▶ **Stored data**
'''
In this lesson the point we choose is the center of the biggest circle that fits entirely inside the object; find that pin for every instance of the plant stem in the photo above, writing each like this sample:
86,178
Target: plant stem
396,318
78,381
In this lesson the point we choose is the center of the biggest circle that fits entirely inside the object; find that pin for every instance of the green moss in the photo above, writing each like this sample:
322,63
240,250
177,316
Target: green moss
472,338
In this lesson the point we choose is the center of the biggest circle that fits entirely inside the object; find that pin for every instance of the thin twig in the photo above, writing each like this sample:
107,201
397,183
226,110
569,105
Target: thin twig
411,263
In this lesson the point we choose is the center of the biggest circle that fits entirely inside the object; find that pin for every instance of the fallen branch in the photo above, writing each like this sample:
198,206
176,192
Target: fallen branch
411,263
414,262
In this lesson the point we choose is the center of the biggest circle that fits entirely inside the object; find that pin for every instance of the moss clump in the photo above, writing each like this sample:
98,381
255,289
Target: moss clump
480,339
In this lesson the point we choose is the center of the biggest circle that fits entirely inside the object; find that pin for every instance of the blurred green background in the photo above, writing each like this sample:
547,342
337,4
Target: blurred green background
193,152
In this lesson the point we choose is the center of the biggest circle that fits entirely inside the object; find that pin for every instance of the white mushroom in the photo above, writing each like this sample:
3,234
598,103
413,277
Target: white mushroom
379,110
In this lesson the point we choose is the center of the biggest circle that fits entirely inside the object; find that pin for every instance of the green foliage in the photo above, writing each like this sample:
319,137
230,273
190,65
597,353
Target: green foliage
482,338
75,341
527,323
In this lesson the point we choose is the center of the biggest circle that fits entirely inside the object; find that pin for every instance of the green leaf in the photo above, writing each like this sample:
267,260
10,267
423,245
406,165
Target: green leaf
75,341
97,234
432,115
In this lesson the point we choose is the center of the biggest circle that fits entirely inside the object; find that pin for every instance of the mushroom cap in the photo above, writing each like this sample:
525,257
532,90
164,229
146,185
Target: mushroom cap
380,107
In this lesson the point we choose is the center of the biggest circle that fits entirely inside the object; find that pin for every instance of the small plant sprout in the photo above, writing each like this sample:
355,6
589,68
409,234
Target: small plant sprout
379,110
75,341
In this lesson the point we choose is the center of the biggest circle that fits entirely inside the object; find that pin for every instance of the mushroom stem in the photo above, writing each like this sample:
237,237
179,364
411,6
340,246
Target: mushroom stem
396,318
'''
Please render every line of the records above as a Markdown table with two columns, Row and Line, numbering the rows and leaving out any blank lines.

| Row | Line |
|---|---|
| 1 | In this lesson the point we choose is the center of the biggest circle that fits entirely inside the object; find that pin for every instance of the plant stem in the photo above, writing each like this sample: |
| 2 | 86,178 |
| 3 | Target: plant stem |
| 4 | 396,318 |
| 5 | 78,381 |
| 6 | In this lesson the point we choose is the center of the biggest circle that fits entirely inside the object; find that pin for every instance of the green moss in the photo above, writing each like this sample: |
| 7 | 322,63 |
| 8 | 240,250 |
| 9 | 177,316 |
| 10 | Target: green moss |
| 11 | 472,338 |
| 12 | In this lesson the point we choose is the center of the biggest circle that fits entirely inside the object; find that pin for every instance of the thin twig in the photo above, writing each like this sample: |
| 13 | 107,201 |
| 14 | 397,183 |
| 15 | 226,110 |
| 16 | 569,105 |
| 17 | Target: thin twig |
| 18 | 411,263 |
| 19 | In this lesson the point we choose is the center of the biggest circle that fits entirely inside the object; find that pin for every instance of the fallen branch in the photo above, writing each like this sample: |
| 20 | 198,206 |
| 21 | 176,192 |
| 22 | Target: fallen branch |
| 23 | 411,263 |
| 24 | 414,262 |
| 25 | In this lesson the point we choose is the center of the biggest circle that fits entirely inside the object; find that pin for every instance of the moss clump in the photo above, writing each like this sample: |
| 26 | 98,381 |
| 27 | 255,289 |
| 28 | Target: moss clump |
| 29 | 480,339 |
| 30 | In this lesson the point we choose is the center of the biggest circle that fits entirely inside the object; find that pin for every instance of the blurred green background in the photo above, writing each like this sample: |
| 31 | 547,342 |
| 32 | 337,4 |
| 33 | Target: blurred green background |
| 34 | 193,152 |
| 35 | In this lesson the point we choose is the center of the biggest circle that fits entirely inside the object; find that pin for every instance of the white mushroom in the photo above, writing each like this sample: |
| 36 | 3,234 |
| 37 | 598,103 |
| 38 | 413,277 |
| 39 | Target: white mushroom |
| 40 | 379,110 |
| 41 | In this lesson the point we choose is the center of the biggest circle that fits entirely inside the object; find that pin for every instance of the green foliage in the photo above, writing each like this sample: |
| 42 | 319,137 |
| 43 | 230,273 |
| 44 | 190,65 |
| 45 | 597,353 |
| 46 | Target: green foliage |
| 47 | 482,338 |
| 48 | 75,341 |
| 49 | 527,323 |
| 50 | In this lesson the point we choose is the center of the biggest circle that fits entirely inside the object; find that pin for every instance of the green leaf in the photo above, writing each like this sample: |
| 51 | 267,260 |
| 52 | 10,267 |
| 53 | 423,245 |
| 54 | 406,165 |
| 55 | Target: green leaf |
| 56 | 75,341 |
| 57 | 97,234 |
| 58 | 432,115 |
| 59 | In this lesson the point we choose is the center of the biggest circle that fits entirely inside the object; find that pin for every instance of the mushroom cap in the photo above, writing each like this sample: |
| 60 | 525,257 |
| 61 | 532,90 |
| 62 | 164,229 |
| 63 | 146,185 |
| 64 | Target: mushroom cap |
| 65 | 380,107 |
| 66 | In this lesson the point we choose is the center of the biggest circle that fits entirely inside the object; find that pin for every instance of the small plant sprout in the photo above, writing each like this sample: |
| 67 | 355,6 |
| 68 | 589,68 |
| 69 | 409,234 |
| 70 | Target: small plant sprout |
| 71 | 379,110 |
| 72 | 75,341 |
| 73 | In this lesson the point we choose is the center of the biggest circle that fits entirely inside the object; find that pin for every instance of the mushroom stem in the photo above, writing each like this sample: |
| 74 | 237,237 |
| 75 | 179,364 |
| 76 | 411,6 |
| 77 | 340,246 |
| 78 | Target: mushroom stem |
| 79 | 396,318 |